##### Supplied passage

Helston Waifs and Strays as it is today (extracted from Google Street View 2017)
In 1932, Cyril was sent to Waifs & Strays – the closest was in Helston - but could not stay because no money had been sent for his upkeep. A PPRS member met him in Truro and took him to Helston Workhouse. The social worker asked Dr Barnardo’s to take him, although this would have meant a move to Devon. Meanwhile, Cyril was examined by the Refuge doctor and passed as physically and mentally fit for the home. But Cyril’s case does not end well, as he was refused acceptance by Dr Barnardo’s due to the fact that his mother ‘has lapsed a second time’. So Cyril remained in Helston Workhouse; his mother, who was in service on the Isles of Scilly, was to be informed. It is impossible not to wonder what became of Cyril after such a poor start in life.
Lily, a child, came to the Refuge at the same time as Cyril. She was then sent to the orphanage and industrial Home of the Sisters of Bethany in Bournemouth which her father, a Mr Carn, was supposed to pay for. He had, however, sent no money and neither was he answering correspondence. Lily’s family situation was complicated, as it was reported that her mother had had a third child whom she had placed in a foster family in St Austell. Her mother then suddenly left her situation in Torquay and moved to London to get married; she needed to make a successful claim against Lily’s father so that the police could ‘recover some money from him’. However, she did not pursue this - and the patient Sisters of Bethany were still not receiving regular maintenance payments eighteen months later. To sort this out the social worker, Miss West, went to St Austell to get Lily’s mother’s new address and forward it to the Sisters. The Sisters then wrote threatening to return Lily to her mother, whereupon a cheque was received with a promise to pay in future.
Pearl, who was pregnant, must have been a local girl originally although the first location mentioned in connection with her was Weston-super-Mare Workhouse; from here she went to Exeter (possibly the Workhouse) which occasioned correspondence between Deaconess Porrit and the Committee. She must have given birth in Exeter because at this point the records state that her baby was stillborn. Although she received Maternity Benefit to cover the cost of the midwife, she still had to pay £1 for the burial. She was allowed to stay in the Refuge (now called the Home) for three weeks to recover.

##########

*Tasks:*
[a] According to the Refuge passage, where had Lily's mother placed her third child?
[b] From the Refuge passage, reproduce the wording that begins at the words "Pearl, who was" and stops after "weeks to recover.".
The lines are not required for this work.

##### Supplied data

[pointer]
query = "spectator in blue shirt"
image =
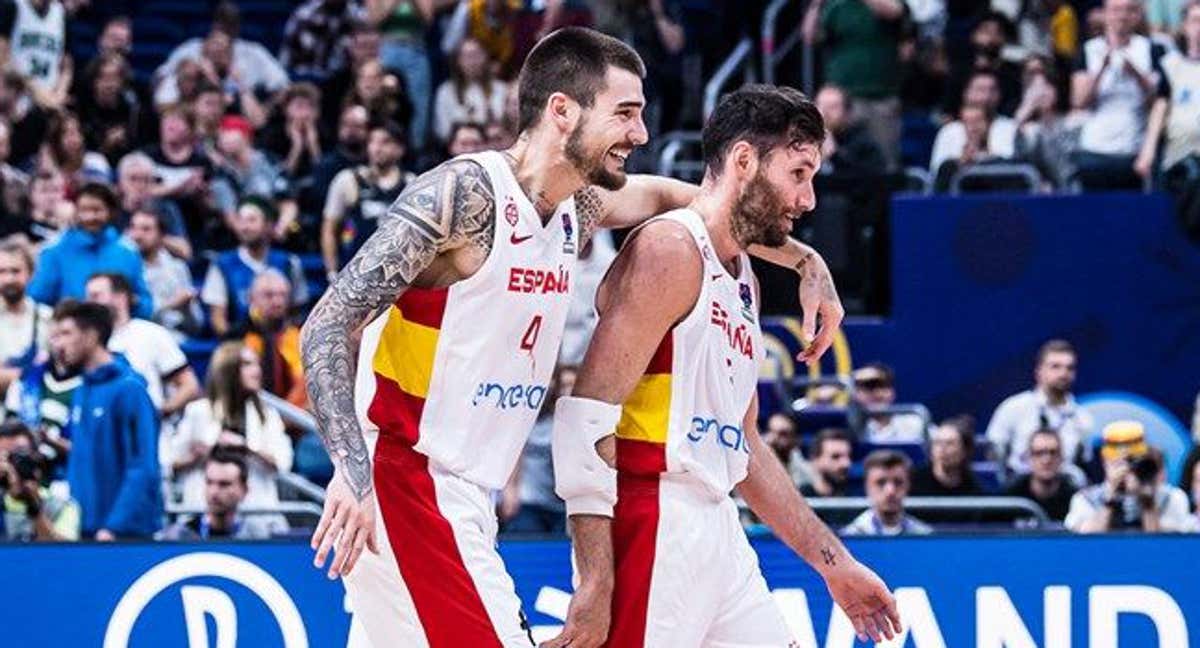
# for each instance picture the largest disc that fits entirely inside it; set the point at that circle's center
(91, 246)
(113, 471)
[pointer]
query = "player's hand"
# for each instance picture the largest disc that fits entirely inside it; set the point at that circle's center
(349, 522)
(819, 297)
(863, 597)
(587, 618)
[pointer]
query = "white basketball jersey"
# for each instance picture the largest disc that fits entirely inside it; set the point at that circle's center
(685, 413)
(461, 372)
(36, 42)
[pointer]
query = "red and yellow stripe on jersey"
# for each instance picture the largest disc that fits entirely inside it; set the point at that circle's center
(646, 417)
(403, 361)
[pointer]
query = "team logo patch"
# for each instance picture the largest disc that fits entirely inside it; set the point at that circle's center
(568, 233)
(510, 213)
(747, 301)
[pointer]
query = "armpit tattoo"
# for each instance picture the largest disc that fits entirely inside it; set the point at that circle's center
(588, 209)
(447, 208)
(804, 261)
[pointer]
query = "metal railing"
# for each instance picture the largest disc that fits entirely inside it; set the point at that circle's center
(1020, 507)
(773, 54)
(1017, 171)
(304, 509)
(737, 59)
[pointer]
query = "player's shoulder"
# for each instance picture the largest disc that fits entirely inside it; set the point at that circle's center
(665, 240)
(454, 178)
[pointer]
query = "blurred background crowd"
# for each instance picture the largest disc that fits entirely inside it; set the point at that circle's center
(180, 179)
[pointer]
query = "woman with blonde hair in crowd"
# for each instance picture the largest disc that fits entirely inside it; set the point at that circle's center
(66, 150)
(232, 414)
(471, 94)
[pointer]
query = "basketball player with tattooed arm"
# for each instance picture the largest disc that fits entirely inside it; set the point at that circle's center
(678, 345)
(431, 353)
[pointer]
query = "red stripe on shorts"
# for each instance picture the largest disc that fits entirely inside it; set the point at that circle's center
(447, 600)
(635, 529)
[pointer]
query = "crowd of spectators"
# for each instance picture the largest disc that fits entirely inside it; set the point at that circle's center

##########

*Results of the exercise:*
[a] With a foster family in St Austell.

[b]
Pearl, who was pregnant, must have been a local girl originally although the first location mentioned in connection with her was Weston-super-Mare Workhouse; from here she went to Exeter (possibly the Workhouse) which occasioned correspondence between Deaconess Porrit and the Committee. She must have given birth in Exeter because at this point the records state that her baby was stillborn. Although she received Maternity Benefit to cover the cost of the midwife, she still had to pay £1 for the burial. She was allowed to stay in the Refuge (now called the Home) for three weeks to recover.